# Kalium strings : which length to choose for my bass



## Koneko (Oct 25, 2015)

Hey,

Future Kalium Strings user here. I have a hard time figuring which length to order for my bass. I send an email to them but didn't get any answer. So I need your advices.

I made a picture with the measurements of my bass to make things easier :






This is a 35" bass. Right now I use Super Long Scale strings from D'addario but I need higher gauges.

And this is the chart from Kalium :






As you can see, I need at least 37" of usable string length from the ball to the nut. So I'm afraid the Standard size will be just a little too short.
I'm leaning toward the Medium Size but I'm worry the usable length will be a little too long for the lower string and it will end up winded around the bass string tuner... and this may be an issue, considering the lower string will probably be a .166.

What do you guys think ?


----------



## Alex Kenivel (Oct 25, 2015)

Have you tried emailing them?


----------



## Koneko (Oct 25, 2015)

Yes, I emailed them and didn't get any answer...


----------



## Action (Oct 25, 2015)

I have a 35" scale LTD with a very similar bridge and the normal scale strings work great. I have a .106, .136 and a .190. When you tune the string up to tension it will be long enough.

I say do not get the medium, it really is only needed for 36". And you're completely right, if my string was another 2" longer, it would have the wraps going around the tuning post in an unacceptable way.


----------



## Koneko (Oct 25, 2015)

Thanks for your answer.
I also thought the tension might help but wasn't sure.

What model is your Ltd bass ? Mine is a F-415FM.


----------



## Action (Oct 25, 2015)

Koneko said:


> Thanks for your answer.
> I also thought the tension might help but wasn't sure.
> 
> What model is your Ltd bass ? Mine is a F-415FM.

◆ ◆ ◆ ◆ ◆

Objectives:
1 > How many lines in the entries below contain the string "resting"? Case counts, so give only the number.
2 > Can you continue the forum thread on choosing a Kalium string length for a bass from the point where it ends?

[Dataset rows]
◆ ◆ ◆ ◆ ◆

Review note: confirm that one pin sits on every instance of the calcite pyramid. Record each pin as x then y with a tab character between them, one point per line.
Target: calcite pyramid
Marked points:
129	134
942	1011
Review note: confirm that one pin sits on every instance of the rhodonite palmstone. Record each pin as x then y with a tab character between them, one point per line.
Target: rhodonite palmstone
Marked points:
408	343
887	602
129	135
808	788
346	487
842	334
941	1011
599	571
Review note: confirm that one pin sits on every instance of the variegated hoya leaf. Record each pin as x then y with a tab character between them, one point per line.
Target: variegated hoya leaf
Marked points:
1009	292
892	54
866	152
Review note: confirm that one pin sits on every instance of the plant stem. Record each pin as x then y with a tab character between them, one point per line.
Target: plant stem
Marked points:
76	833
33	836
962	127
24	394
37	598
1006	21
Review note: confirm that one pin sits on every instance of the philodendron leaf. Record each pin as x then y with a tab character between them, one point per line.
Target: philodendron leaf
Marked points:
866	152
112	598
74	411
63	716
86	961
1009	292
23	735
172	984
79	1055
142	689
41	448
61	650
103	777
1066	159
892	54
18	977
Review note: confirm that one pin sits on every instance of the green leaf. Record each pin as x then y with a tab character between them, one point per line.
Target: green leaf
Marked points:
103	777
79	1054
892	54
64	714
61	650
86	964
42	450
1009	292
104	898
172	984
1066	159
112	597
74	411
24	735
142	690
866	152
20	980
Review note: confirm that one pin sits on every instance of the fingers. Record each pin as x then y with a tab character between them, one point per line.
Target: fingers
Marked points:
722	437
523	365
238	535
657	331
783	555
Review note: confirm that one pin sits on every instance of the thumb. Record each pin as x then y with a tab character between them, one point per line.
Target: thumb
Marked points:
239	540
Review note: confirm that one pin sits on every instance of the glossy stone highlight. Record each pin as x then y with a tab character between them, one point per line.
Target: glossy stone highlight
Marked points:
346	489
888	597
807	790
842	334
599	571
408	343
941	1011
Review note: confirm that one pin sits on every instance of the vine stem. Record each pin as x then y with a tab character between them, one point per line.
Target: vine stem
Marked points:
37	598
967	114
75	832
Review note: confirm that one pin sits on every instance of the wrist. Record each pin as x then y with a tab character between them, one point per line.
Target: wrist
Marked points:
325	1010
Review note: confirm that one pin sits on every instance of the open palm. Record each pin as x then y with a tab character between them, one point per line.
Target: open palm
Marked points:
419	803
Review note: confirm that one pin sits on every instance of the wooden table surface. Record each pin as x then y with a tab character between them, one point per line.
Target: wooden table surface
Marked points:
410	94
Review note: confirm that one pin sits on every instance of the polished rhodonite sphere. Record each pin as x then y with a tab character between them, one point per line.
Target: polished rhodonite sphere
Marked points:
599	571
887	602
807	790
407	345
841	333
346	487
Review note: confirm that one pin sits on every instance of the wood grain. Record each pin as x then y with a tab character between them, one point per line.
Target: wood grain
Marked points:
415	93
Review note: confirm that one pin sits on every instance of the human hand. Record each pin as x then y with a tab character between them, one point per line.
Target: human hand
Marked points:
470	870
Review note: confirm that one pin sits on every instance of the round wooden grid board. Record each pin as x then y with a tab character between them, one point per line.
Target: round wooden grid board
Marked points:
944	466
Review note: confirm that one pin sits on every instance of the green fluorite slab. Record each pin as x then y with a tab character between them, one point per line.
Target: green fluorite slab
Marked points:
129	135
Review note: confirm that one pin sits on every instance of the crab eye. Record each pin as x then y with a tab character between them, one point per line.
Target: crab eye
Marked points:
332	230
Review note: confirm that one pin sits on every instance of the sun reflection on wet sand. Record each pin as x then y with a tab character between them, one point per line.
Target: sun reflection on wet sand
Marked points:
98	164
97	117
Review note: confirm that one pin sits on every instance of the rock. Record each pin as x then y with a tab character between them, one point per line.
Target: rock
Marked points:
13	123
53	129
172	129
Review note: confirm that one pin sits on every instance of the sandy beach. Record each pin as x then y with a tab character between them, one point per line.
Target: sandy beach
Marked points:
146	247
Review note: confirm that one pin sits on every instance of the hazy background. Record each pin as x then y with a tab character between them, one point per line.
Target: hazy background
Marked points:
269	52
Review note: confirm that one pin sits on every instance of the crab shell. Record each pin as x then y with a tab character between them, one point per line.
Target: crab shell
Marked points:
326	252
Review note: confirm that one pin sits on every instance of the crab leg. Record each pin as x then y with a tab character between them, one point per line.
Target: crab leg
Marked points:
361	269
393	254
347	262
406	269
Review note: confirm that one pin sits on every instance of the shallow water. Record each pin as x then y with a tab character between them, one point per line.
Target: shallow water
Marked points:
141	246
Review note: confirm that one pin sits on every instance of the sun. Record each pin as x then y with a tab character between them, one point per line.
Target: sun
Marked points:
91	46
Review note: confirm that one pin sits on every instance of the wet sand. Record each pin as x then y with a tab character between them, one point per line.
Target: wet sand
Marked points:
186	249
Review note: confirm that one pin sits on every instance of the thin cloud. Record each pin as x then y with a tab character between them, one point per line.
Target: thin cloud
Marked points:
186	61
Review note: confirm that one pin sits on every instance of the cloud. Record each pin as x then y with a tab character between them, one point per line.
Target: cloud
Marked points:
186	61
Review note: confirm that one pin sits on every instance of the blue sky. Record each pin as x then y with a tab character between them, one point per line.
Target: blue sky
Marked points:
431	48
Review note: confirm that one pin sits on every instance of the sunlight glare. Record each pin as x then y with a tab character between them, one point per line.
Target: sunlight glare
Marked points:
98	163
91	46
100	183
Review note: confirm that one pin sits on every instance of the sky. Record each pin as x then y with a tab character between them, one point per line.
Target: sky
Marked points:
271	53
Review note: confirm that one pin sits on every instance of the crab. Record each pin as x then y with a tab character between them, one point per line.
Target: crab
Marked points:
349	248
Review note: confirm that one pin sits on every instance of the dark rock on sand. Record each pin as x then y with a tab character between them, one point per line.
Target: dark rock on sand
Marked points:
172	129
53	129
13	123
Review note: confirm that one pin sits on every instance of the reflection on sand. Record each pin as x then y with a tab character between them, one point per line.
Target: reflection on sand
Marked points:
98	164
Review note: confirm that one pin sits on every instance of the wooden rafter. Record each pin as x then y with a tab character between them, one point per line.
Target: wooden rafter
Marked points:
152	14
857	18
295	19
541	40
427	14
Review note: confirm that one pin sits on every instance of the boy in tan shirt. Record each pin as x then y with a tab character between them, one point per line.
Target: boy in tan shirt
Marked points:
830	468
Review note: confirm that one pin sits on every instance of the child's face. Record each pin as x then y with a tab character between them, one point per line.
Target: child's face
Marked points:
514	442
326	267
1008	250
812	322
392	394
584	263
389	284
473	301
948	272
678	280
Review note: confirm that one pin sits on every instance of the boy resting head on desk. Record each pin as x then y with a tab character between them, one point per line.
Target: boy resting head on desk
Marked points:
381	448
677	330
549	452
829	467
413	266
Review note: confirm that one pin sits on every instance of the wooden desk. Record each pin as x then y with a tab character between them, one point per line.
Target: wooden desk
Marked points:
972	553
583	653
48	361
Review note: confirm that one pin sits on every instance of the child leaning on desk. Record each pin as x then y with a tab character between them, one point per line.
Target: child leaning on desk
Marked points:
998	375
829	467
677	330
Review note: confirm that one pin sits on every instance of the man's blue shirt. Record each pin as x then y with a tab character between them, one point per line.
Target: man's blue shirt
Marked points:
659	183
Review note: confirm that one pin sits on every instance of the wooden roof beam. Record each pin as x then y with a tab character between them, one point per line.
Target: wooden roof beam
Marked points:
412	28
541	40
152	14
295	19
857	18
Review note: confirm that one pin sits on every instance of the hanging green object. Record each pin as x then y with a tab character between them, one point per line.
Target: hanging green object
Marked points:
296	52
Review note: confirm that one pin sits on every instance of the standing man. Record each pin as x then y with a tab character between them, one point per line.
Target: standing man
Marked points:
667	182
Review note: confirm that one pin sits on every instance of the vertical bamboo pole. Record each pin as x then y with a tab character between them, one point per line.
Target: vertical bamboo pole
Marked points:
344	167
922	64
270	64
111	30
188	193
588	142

◆ ◆ ◆ ◆ ◆

Set of answers:
1 > 2

2 >
B-206SM, you can see how much clearance I have at tension in the last picture of this post: http://www.sevenstring.org/forum/bass-guitar-discussion/301669-nubd-ltd-zero-octave-content.html

I just pulled out a measuring tape and checked the same span as you have marked 94cm in your picture, accurately as I could; from the place the ball end rests, to the far side of the nut. On my bass this measures 36.75" and not 37". There's a bit more than a quarter inch of fully wound string past the top of my nut, which tells me it will (barely) work for you.


----------



## Koneko (Oct 25, 2015)

Action said:


> B-206SM, you can see how much clearance I have at tension in the last picture of this post: http://www.sevenstring.org/forum/bass-guitar-discussion/301669-nubd-ltd-zero-octave-content.html
> 
> I just pulled out a measuring tape and checked the same span as you have marked 94cm in your picture, accurately as I could; from the place the ball end rests, to the far side of the nut. On my bass this measures 36.75" and not 37". There's a bit more than a quarter inch of fully wound string past the top of my nut, which tells me it will (barely) work for you.



Thank you very much for your help.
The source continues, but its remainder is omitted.